What you should do: Please write out the listing again, keeping every character the same.

===== Given records

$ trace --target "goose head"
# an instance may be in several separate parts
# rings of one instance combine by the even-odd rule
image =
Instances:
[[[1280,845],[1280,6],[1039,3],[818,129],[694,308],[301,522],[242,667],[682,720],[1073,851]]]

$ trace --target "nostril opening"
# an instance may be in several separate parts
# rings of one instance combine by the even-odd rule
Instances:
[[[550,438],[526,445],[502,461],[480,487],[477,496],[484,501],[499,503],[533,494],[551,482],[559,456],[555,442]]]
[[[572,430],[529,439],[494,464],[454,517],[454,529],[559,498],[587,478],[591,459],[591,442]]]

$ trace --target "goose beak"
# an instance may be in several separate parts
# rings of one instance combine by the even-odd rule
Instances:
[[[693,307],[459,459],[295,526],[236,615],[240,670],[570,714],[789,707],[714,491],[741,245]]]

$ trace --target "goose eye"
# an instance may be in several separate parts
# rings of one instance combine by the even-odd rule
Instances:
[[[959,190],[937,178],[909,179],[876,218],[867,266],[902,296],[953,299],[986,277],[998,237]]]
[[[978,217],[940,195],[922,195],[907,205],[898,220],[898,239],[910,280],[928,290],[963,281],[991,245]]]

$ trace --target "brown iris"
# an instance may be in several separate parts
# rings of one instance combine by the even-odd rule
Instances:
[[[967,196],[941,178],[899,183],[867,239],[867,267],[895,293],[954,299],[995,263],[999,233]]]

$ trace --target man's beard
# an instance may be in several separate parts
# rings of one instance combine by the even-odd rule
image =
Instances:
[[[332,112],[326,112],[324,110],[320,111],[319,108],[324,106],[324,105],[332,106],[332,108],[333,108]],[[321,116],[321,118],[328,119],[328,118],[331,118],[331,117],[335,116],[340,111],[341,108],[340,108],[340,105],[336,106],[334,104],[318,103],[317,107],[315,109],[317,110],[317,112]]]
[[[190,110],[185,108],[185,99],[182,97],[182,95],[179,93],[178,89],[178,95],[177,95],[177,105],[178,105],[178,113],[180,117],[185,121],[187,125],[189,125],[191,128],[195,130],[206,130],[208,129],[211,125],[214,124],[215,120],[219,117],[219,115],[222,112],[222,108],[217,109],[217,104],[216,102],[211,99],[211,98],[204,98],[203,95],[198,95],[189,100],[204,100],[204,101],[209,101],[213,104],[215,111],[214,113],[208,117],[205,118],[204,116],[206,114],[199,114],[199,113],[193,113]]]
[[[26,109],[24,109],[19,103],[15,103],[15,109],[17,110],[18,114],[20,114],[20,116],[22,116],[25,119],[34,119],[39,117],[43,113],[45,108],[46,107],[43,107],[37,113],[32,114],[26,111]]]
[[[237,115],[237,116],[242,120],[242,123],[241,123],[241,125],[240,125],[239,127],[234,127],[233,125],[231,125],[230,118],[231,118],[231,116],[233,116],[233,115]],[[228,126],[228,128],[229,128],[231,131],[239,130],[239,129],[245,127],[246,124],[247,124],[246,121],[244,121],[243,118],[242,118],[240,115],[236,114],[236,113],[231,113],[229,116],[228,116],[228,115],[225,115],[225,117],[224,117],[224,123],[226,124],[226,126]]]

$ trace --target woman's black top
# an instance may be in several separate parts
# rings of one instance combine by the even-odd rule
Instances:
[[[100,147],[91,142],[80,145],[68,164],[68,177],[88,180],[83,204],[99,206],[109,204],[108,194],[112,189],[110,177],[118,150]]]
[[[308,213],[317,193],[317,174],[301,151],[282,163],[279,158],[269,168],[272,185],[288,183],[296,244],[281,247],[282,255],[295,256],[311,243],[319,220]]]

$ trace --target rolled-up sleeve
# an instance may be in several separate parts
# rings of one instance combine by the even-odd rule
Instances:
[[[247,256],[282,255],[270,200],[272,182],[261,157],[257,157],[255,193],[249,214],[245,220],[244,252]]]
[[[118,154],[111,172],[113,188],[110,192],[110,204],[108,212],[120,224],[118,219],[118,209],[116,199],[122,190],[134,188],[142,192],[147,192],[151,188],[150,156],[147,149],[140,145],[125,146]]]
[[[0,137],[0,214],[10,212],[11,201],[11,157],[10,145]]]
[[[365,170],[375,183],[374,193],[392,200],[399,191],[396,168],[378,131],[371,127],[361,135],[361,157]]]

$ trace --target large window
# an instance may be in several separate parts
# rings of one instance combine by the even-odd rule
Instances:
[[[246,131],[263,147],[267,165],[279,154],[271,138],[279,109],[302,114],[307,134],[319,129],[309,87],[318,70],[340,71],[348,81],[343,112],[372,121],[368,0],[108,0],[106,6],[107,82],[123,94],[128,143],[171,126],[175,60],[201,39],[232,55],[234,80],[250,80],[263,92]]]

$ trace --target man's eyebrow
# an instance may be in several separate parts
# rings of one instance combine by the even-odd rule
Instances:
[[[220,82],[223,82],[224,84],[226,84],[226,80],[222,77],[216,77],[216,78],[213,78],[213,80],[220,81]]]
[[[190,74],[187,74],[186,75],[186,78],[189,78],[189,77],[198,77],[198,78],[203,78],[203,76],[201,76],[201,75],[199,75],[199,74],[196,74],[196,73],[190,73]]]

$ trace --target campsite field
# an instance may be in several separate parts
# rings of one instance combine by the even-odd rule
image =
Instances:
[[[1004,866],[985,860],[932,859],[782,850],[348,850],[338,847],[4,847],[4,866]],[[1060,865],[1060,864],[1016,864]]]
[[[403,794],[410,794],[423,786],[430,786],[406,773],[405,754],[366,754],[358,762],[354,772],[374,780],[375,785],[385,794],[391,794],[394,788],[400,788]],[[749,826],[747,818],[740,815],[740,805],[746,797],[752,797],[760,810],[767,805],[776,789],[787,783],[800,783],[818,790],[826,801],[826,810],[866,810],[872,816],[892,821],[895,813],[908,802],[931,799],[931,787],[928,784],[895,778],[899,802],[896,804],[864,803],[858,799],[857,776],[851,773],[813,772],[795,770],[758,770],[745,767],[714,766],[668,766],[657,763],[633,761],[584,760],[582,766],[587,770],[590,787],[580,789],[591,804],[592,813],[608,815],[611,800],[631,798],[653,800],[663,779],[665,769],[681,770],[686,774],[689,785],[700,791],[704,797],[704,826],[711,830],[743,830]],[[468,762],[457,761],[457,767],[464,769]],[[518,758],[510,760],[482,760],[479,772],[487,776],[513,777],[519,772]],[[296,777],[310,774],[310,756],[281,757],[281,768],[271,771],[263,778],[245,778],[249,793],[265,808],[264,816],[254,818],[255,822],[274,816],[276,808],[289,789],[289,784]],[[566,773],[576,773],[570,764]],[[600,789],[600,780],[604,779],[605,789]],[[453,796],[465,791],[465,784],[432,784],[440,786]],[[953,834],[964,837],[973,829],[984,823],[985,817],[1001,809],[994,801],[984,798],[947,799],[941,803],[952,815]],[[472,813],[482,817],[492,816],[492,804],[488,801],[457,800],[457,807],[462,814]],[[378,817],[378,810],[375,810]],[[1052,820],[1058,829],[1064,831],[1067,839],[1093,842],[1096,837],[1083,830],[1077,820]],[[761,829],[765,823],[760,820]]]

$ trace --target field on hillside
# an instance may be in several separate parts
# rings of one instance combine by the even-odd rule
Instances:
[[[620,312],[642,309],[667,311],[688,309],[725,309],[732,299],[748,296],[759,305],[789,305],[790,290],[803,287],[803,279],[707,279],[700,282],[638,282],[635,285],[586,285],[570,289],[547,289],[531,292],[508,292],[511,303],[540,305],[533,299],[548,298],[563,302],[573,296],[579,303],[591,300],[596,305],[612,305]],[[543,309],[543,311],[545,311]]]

==========

Exercise response:
$ trace --target "goose head"
# an instance may be in several separate parts
# rings of one instance combine by the even-odd rule
image =
Instances:
[[[1280,845],[1280,6],[1039,3],[818,129],[694,308],[301,522],[242,667],[682,720],[1073,851]]]

$ trace --target "nostril opening"
# an instance may be in several separate parts
# rings of one instance combine by the even-odd rule
Instances:
[[[550,438],[526,445],[502,461],[480,487],[477,496],[484,501],[499,503],[533,494],[551,482],[559,456],[555,442]]]
[[[572,430],[529,439],[494,464],[454,517],[454,529],[559,498],[587,478],[591,459],[591,442]]]

$ trace --target "goose beak"
# an instance may be in several separate parts
# rings of one instance combine by the even-odd rule
Instances:
[[[693,307],[459,459],[295,526],[236,615],[240,670],[570,714],[789,707],[714,491],[741,245]]]

$ trace --target "goose eye"
# an instance may be in several separate parts
# rings of one instance combine by the even-odd rule
Instances:
[[[959,190],[937,178],[909,179],[876,218],[867,266],[902,296],[953,299],[986,277],[998,237]]]
[[[978,217],[940,195],[922,195],[907,205],[898,220],[898,239],[910,280],[928,290],[963,281],[991,245]]]

$ trace --target "brown iris"
# an instance may be in several separate parts
# rings of one instance combine by the even-odd rule
Instances:
[[[967,196],[941,178],[899,183],[867,239],[867,267],[895,293],[954,299],[995,263],[999,233]]]

$ trace --target man's beard
# an instance may be in several separate parts
# rings of one instance combine by the even-odd rule
image =
Instances:
[[[332,112],[326,112],[324,110],[320,111],[319,108],[324,106],[324,105],[332,106],[332,108],[333,108]],[[321,116],[321,118],[328,119],[328,118],[331,118],[331,117],[335,116],[340,111],[341,108],[340,108],[340,105],[336,106],[334,104],[318,103],[317,107],[315,109],[317,110],[317,112]]]
[[[190,110],[185,108],[185,99],[182,97],[182,95],[179,93],[178,89],[178,95],[177,95],[177,105],[178,105],[178,113],[180,117],[185,121],[187,125],[189,125],[191,128],[195,130],[206,130],[208,129],[211,125],[214,124],[215,120],[219,117],[219,115],[222,112],[222,108],[217,109],[217,104],[216,102],[211,99],[211,98],[204,98],[203,95],[198,95],[189,100],[204,100],[204,101],[209,101],[213,104],[215,111],[214,113],[208,117],[205,118],[204,116],[206,114],[199,114],[199,113],[193,113]]]
[[[26,109],[24,109],[19,103],[15,103],[15,109],[17,110],[18,114],[20,114],[20,116],[22,116],[25,119],[34,119],[39,117],[43,113],[45,108],[46,107],[43,107],[37,113],[32,114],[26,111]]]
[[[237,115],[237,116],[242,120],[242,123],[241,123],[241,125],[240,125],[239,127],[234,127],[233,125],[231,125],[230,118],[231,118],[231,116],[233,116],[233,115]],[[228,126],[228,128],[229,128],[231,131],[239,130],[239,129],[245,127],[246,124],[247,124],[246,121],[244,121],[243,118],[242,118],[240,115],[236,114],[236,113],[231,113],[229,116],[228,116],[228,115],[225,115],[225,117],[224,117],[224,123],[226,124],[226,126]]]

$ trace --target woman's black top
# an instance may be in several separate parts
# rings of one instance combine by the even-odd rule
Instances:
[[[100,147],[91,142],[80,145],[68,164],[68,177],[88,180],[83,204],[99,206],[109,204],[108,194],[112,189],[110,177],[118,150]]]
[[[308,213],[317,193],[317,174],[301,151],[282,163],[279,158],[269,168],[272,185],[288,183],[296,244],[281,247],[282,255],[295,256],[311,243],[319,220]]]

$ trace --target rolled-up sleeve
# an instance may be in several separate parts
# rings of one instance combine by the even-odd rule
Instances:
[[[247,256],[282,255],[270,200],[272,182],[261,157],[257,157],[255,193],[249,214],[245,220],[244,252]]]
[[[118,154],[111,172],[113,188],[110,192],[110,204],[108,212],[120,224],[118,219],[118,209],[116,199],[122,190],[134,188],[142,192],[147,192],[151,188],[150,156],[147,149],[140,145],[125,146]]]
[[[0,137],[0,214],[10,212],[11,201],[11,157],[10,145]]]
[[[365,170],[375,183],[374,193],[392,200],[399,191],[396,168],[378,131],[371,127],[361,135],[361,157]]]

$ trace --target large window
# an instance may be in several separate parts
# rings of one instance combine by the even-odd rule
Instances:
[[[246,131],[263,147],[267,165],[279,154],[271,138],[279,109],[302,114],[307,134],[319,129],[309,87],[318,70],[340,71],[348,81],[343,112],[372,121],[368,0],[108,0],[106,6],[107,82],[123,94],[128,143],[171,126],[175,60],[201,39],[232,55],[234,80],[250,80],[263,92]]]

$ trace --target man's eyebrow
# an instance may be in several separate parts
# rings of one instance combine by the even-odd rule
Instances:
[[[220,82],[223,82],[224,84],[226,84],[226,80],[222,77],[216,77],[216,78],[213,78],[213,80],[220,81]]]
[[[190,74],[187,74],[186,75],[186,78],[189,78],[189,77],[198,77],[198,78],[203,78],[203,76],[201,76],[201,75],[199,75],[199,74],[196,74],[196,73],[190,73]]]

$ trace --target campsite field
# an instance may be in several separate parts
# rings of one instance combine by the even-odd rule
image =
Instances:
[[[1004,866],[985,860],[932,859],[782,850],[348,850],[338,847],[4,847],[4,866]],[[1060,865],[1060,864],[1016,864]]]
[[[403,794],[410,794],[423,786],[430,786],[406,773],[405,754],[366,754],[358,762],[354,772],[374,780],[375,785],[385,794],[391,794],[394,788],[400,788]],[[749,826],[747,818],[740,815],[740,805],[746,797],[752,797],[760,810],[767,805],[776,789],[787,783],[800,783],[818,790],[826,801],[826,810],[866,810],[872,816],[892,821],[895,813],[908,802],[931,799],[931,787],[928,784],[895,778],[899,802],[896,804],[864,803],[858,799],[857,776],[851,773],[813,772],[795,770],[758,770],[745,767],[714,766],[668,766],[657,763],[633,761],[584,760],[582,766],[587,770],[590,787],[580,789],[591,804],[592,813],[608,815],[611,800],[631,798],[653,800],[663,779],[665,769],[681,770],[686,774],[689,785],[700,791],[704,797],[704,826],[711,830],[743,830]],[[468,762],[457,761],[457,767],[464,769]],[[518,758],[510,760],[482,760],[479,772],[487,776],[513,777],[519,772]],[[296,777],[310,774],[310,756],[281,757],[281,768],[271,771],[263,778],[245,778],[249,793],[265,808],[264,816],[254,818],[255,822],[274,816],[276,808],[289,789],[289,784]],[[566,773],[576,773],[570,764]],[[600,789],[600,780],[604,779],[605,789]],[[453,796],[465,791],[465,784],[432,784],[440,786]],[[953,834],[964,837],[973,829],[984,823],[985,817],[1001,809],[994,801],[984,798],[947,799],[941,803],[952,815]],[[472,813],[482,817],[492,816],[492,804],[488,801],[457,800],[457,807],[462,814]],[[378,817],[378,810],[375,810]],[[1052,820],[1058,829],[1064,831],[1067,839],[1093,842],[1096,837],[1083,830],[1077,820]],[[761,829],[765,823],[760,820]]]

$ trace --target field on hillside
# an instance may be in several separate parts
# rings of one instance combine by the even-odd rule
Instances:
[[[620,312],[642,309],[667,311],[688,309],[725,309],[732,299],[748,296],[759,305],[789,305],[790,290],[803,287],[803,279],[707,279],[700,282],[638,282],[635,285],[586,285],[570,289],[547,289],[531,292],[508,292],[511,303],[540,305],[533,299],[548,298],[563,302],[573,296],[579,303],[591,300],[596,305],[612,305]],[[543,309],[543,311],[545,311]]]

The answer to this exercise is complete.